> **What this task involves**:
Report how many lines below contain the string "foot", matching case exactly. Give only the number.

(Lines from a pointing dataset)
————————
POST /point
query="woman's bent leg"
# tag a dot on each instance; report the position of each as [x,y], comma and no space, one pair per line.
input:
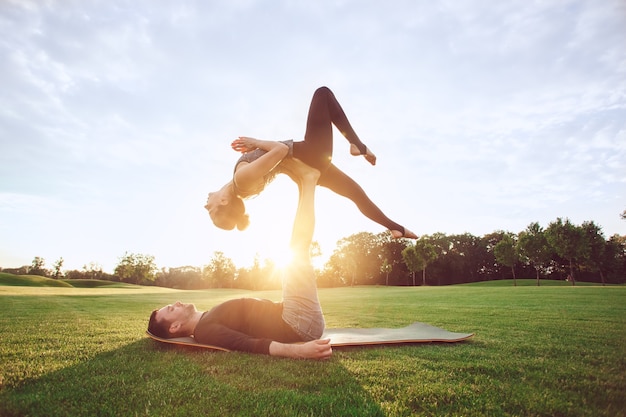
[317,148]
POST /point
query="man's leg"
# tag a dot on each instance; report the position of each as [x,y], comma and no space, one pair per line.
[301,307]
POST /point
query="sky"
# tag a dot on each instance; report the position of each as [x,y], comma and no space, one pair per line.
[116,119]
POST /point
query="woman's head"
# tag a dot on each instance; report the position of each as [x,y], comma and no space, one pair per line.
[228,214]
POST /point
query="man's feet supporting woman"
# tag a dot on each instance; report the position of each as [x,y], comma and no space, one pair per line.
[369,156]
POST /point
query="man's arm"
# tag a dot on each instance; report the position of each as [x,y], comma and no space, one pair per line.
[315,349]
[304,223]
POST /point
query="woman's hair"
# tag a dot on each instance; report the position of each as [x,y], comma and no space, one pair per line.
[231,215]
[159,328]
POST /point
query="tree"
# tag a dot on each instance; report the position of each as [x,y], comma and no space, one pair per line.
[568,242]
[419,256]
[57,269]
[356,256]
[37,267]
[506,253]
[596,245]
[220,272]
[136,268]
[533,245]
[386,268]
[412,261]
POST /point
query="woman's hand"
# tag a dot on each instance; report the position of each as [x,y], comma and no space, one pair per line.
[244,144]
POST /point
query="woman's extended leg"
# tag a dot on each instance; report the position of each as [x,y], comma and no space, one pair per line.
[340,183]
[317,148]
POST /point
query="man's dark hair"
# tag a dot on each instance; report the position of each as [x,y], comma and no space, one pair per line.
[159,328]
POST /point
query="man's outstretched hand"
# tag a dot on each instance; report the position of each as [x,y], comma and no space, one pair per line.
[315,349]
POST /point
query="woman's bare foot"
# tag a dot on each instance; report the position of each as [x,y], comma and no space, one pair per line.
[369,156]
[396,234]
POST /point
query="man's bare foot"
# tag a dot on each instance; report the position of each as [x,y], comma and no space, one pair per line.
[369,156]
[396,234]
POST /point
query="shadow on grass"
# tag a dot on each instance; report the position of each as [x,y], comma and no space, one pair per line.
[147,378]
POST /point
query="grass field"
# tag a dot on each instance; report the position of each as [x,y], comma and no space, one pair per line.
[538,351]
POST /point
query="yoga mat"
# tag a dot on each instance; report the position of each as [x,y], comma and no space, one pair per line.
[413,333]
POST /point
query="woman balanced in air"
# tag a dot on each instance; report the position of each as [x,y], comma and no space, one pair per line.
[262,160]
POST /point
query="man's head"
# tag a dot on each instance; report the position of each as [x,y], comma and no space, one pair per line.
[173,320]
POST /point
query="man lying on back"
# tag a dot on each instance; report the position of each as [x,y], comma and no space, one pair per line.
[291,328]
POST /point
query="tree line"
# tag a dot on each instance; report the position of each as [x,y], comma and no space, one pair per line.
[561,251]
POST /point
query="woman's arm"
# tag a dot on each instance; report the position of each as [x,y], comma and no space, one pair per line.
[247,176]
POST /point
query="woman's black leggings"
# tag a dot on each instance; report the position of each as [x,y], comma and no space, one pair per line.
[317,149]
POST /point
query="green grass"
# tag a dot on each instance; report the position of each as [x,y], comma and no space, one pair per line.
[30,281]
[538,351]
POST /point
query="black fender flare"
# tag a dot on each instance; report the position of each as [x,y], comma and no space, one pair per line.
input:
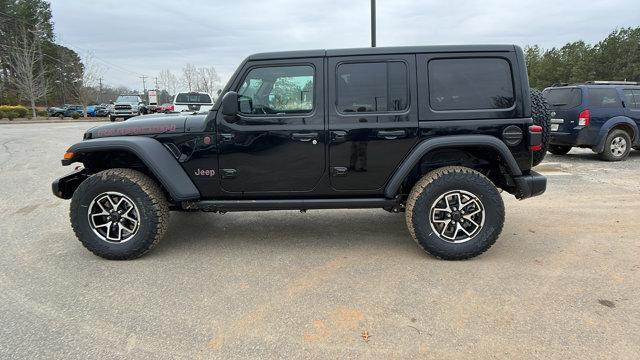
————————
> **Output of the task**:
2